Goal of the exercise: Convert the material below into a Markdown table with columns "Entry" and "Text", starting with the line that contains "Task: detect boulder" and going on through the line that contains "[11,325,117,406]". Number each line in order in the first column and skip any blank lines.

Provided information:
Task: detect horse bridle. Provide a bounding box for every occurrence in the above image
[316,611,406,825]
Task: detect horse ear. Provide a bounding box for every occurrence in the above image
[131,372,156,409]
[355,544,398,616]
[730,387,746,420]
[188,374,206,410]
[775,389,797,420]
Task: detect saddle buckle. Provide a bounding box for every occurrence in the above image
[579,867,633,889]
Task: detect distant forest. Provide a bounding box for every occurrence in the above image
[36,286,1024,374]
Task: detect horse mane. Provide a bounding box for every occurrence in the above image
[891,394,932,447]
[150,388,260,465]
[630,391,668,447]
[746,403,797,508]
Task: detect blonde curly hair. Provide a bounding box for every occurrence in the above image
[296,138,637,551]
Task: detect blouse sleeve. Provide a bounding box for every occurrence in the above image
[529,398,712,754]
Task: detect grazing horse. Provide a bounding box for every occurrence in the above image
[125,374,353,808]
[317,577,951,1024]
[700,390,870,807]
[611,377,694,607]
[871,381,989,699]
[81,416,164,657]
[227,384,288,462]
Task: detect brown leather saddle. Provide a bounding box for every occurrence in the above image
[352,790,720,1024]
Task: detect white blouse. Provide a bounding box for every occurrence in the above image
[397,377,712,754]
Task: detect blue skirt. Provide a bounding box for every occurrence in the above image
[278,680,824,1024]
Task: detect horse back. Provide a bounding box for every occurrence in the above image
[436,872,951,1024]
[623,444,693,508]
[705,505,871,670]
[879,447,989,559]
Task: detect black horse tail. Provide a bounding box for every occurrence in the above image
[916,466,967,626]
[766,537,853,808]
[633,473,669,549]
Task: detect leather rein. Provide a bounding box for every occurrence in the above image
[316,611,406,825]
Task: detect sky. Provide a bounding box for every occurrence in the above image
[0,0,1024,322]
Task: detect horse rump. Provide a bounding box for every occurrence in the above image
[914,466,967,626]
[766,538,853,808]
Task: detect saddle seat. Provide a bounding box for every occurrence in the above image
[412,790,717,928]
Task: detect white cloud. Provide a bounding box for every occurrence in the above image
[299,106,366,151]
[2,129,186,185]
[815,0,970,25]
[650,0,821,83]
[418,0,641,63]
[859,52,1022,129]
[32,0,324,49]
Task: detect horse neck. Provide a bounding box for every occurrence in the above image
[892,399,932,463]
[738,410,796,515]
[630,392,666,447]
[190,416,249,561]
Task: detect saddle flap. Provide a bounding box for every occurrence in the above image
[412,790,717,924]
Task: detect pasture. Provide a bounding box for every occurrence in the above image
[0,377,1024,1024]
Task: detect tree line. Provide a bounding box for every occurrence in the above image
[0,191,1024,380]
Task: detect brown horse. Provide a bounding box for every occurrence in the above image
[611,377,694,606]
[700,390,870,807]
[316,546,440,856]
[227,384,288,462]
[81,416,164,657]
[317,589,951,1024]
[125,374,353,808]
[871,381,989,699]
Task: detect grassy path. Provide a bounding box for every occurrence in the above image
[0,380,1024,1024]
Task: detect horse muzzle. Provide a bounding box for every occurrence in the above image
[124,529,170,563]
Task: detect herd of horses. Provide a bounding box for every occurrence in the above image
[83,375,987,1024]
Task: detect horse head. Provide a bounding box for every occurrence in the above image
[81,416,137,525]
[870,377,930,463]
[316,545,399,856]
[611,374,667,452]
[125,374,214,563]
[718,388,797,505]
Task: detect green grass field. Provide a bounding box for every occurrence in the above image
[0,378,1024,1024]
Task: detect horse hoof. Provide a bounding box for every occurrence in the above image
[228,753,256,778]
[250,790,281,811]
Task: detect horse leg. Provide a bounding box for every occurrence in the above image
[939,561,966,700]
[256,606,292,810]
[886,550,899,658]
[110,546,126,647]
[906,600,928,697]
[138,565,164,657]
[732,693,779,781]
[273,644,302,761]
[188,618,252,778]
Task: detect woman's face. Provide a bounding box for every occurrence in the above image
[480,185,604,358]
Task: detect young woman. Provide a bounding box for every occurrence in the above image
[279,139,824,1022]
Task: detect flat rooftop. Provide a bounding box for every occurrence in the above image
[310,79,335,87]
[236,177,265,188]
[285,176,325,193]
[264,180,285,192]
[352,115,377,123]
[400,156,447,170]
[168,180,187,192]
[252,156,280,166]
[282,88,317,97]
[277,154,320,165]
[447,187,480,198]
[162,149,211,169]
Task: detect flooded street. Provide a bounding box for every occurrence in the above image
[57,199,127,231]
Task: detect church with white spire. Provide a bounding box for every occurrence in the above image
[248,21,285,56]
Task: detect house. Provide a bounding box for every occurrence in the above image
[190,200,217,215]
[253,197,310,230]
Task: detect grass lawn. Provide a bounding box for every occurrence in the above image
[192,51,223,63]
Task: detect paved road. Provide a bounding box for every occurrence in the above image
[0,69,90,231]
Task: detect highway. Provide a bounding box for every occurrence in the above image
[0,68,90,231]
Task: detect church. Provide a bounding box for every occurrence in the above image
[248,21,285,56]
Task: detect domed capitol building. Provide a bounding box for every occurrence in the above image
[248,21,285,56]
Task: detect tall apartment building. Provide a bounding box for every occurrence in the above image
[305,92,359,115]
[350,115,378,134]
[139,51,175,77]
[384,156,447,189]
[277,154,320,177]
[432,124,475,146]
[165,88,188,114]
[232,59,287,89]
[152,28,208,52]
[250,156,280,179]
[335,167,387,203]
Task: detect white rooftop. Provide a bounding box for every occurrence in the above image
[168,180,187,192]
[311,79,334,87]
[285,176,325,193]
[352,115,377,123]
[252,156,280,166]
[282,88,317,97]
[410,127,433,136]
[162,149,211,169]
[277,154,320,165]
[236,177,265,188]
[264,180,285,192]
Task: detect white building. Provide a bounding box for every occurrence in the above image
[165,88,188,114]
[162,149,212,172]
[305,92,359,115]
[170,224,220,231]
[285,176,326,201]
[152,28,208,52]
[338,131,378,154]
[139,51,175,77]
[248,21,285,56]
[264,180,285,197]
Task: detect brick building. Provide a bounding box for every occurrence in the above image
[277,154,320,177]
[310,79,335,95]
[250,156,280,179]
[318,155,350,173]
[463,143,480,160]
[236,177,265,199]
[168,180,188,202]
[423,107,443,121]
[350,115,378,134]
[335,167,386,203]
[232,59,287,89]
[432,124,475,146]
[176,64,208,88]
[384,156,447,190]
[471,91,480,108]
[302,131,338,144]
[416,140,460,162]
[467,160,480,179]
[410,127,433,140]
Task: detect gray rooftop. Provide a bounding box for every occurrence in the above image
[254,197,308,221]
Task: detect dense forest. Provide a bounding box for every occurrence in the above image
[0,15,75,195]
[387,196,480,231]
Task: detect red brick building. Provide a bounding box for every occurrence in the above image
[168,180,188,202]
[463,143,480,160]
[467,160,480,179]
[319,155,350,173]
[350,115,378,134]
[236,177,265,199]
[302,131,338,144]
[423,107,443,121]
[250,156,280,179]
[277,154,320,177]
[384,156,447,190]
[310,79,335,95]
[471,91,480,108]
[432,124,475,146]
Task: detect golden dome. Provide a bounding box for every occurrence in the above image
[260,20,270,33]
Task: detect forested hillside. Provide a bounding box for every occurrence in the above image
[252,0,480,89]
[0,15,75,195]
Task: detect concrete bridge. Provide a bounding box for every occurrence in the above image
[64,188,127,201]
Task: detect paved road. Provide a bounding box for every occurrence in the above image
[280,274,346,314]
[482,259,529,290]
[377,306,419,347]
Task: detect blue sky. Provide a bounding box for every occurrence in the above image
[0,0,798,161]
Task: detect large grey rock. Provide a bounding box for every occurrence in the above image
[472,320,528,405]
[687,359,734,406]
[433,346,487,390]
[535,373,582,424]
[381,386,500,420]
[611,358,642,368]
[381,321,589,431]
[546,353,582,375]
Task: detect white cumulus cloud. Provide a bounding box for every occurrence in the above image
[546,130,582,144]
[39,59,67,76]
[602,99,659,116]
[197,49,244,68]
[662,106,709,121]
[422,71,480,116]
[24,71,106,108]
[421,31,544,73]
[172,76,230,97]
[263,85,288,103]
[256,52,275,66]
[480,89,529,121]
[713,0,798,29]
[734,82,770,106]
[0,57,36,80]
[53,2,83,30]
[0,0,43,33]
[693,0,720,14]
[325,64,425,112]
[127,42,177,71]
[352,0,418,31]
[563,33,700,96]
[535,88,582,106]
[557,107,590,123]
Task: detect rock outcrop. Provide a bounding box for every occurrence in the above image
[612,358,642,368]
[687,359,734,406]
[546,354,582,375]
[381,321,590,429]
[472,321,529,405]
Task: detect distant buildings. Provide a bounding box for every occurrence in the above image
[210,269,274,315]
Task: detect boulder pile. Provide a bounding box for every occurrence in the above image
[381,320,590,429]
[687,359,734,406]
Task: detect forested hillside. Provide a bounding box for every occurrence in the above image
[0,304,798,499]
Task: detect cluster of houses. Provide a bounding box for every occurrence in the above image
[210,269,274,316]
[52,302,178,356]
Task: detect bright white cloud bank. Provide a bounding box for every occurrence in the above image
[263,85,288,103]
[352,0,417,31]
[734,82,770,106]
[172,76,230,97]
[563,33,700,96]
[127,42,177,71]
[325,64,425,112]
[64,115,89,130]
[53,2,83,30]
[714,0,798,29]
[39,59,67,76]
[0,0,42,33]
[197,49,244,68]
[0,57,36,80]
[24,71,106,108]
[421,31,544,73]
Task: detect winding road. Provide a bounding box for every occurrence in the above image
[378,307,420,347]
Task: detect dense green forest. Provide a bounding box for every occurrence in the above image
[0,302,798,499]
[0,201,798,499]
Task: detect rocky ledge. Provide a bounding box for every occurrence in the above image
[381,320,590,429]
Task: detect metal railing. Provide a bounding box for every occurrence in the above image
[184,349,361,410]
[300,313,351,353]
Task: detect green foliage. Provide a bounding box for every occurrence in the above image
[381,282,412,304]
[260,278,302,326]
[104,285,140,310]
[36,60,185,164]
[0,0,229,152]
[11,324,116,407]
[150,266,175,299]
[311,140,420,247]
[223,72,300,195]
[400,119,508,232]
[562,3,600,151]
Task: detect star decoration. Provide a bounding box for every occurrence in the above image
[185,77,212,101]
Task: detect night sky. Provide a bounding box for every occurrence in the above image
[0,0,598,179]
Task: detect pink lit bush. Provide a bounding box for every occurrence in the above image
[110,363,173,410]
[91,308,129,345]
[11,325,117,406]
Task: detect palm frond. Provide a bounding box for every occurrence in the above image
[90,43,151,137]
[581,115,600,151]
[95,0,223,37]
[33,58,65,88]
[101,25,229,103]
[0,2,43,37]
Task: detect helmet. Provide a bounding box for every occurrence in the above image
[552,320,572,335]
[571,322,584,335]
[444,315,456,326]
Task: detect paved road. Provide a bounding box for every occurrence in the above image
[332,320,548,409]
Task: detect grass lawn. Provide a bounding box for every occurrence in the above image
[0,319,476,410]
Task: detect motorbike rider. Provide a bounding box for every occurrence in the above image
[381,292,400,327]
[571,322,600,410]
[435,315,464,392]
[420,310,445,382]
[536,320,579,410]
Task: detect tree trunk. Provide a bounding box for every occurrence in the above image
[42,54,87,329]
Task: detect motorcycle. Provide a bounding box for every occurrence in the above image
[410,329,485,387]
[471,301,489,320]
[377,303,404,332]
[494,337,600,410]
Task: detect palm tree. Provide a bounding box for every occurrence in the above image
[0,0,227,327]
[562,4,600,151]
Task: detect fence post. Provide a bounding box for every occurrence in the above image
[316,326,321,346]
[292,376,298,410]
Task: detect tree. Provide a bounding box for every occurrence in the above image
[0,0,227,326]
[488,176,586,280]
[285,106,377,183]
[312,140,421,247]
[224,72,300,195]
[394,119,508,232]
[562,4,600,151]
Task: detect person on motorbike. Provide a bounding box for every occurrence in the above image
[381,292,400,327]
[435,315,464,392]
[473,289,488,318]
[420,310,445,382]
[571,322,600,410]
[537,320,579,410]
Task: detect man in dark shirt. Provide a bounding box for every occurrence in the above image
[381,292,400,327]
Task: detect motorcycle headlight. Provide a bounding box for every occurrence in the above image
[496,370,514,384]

In response:
| Entry | Text |
|---|---|
| 1 | Task: detect boulder pile. Provide a bounding box for every occurrence in the above image |
| 2 | [381,320,590,429] |
| 3 | [687,359,734,406] |
| 4 | Task: detect forested hillside. Provide a bounding box for every occurrence in the above image |
| 5 | [0,304,798,499] |
| 6 | Task: detect cluster of houses. Provide a bounding box for every occurrence in the above image |
| 7 | [210,269,274,316] |
| 8 | [52,302,178,356] |
| 9 | Task: detect bright white cloud bank. Provide a bounding box for every occurrence in the above image |
| 10 | [263,85,288,103] |
| 11 | [352,0,417,31] |
| 12 | [734,82,770,106] |
| 13 | [172,76,230,97] |
| 14 | [563,33,700,96] |
| 15 | [127,42,177,71] |
| 16 | [325,64,425,112] |
| 17 | [64,115,89,130] |
| 18 | [53,2,83,30] |
| 19 | [714,0,798,29] |
| 20 | [39,59,67,76] |
| 21 | [0,0,42,33] |
| 22 | [197,49,244,68] |
| 23 | [0,57,36,80] |
| 24 | [24,71,106,108] |
| 25 | [421,31,544,73] |
| 26 | Task: detect winding road. Provide a bounding box for every occurrence in the above image |
| 27 | [378,307,420,347] |
| 28 | Task: detect dense green forest. Provide a bounding box for every occurrence in the above image |
| 29 | [0,302,798,499] |
| 30 | [0,201,798,499] |
| 31 | Task: detect rocky ledge. Provide a bounding box for every occurrence in the above image |
| 32 | [381,320,590,429] |
| 33 | Task: detect metal railing. Provide a bounding box for every occurrence in the above image |
| 34 | [184,349,361,410] |
| 35 | [300,313,351,353] |
| 36 | Task: detect green foliage. Provide a bounding box for every occurrence in the above image |
| 37 | [381,282,412,304] |
| 38 | [260,278,302,326] |
| 39 | [104,285,140,310] |
| 40 | [36,60,185,164] |
| 41 | [0,0,229,152] |
| 42 | [11,324,116,407] |
| 43 | [150,266,175,299] |
| 44 | [311,140,420,247] |
| 45 | [223,72,300,195] |
| 46 | [400,119,508,232] |
| 47 | [562,3,600,151] |
| 48 | Task: detect star decoration. Provide a bounding box for every occurrence in the above image |
| 49 | [185,77,212,101] |
| 50 | Task: detect night sky. Provide a bounding box for every occurrence in the above image |
| 51 | [0,0,598,179] |
| 52 | Task: detect pink lit bush. Provide a bounding box for every occurrence in the above image |
| 53 | [110,363,173,410] |
| 54 | [91,308,129,345] |
| 55 | [11,325,117,406] |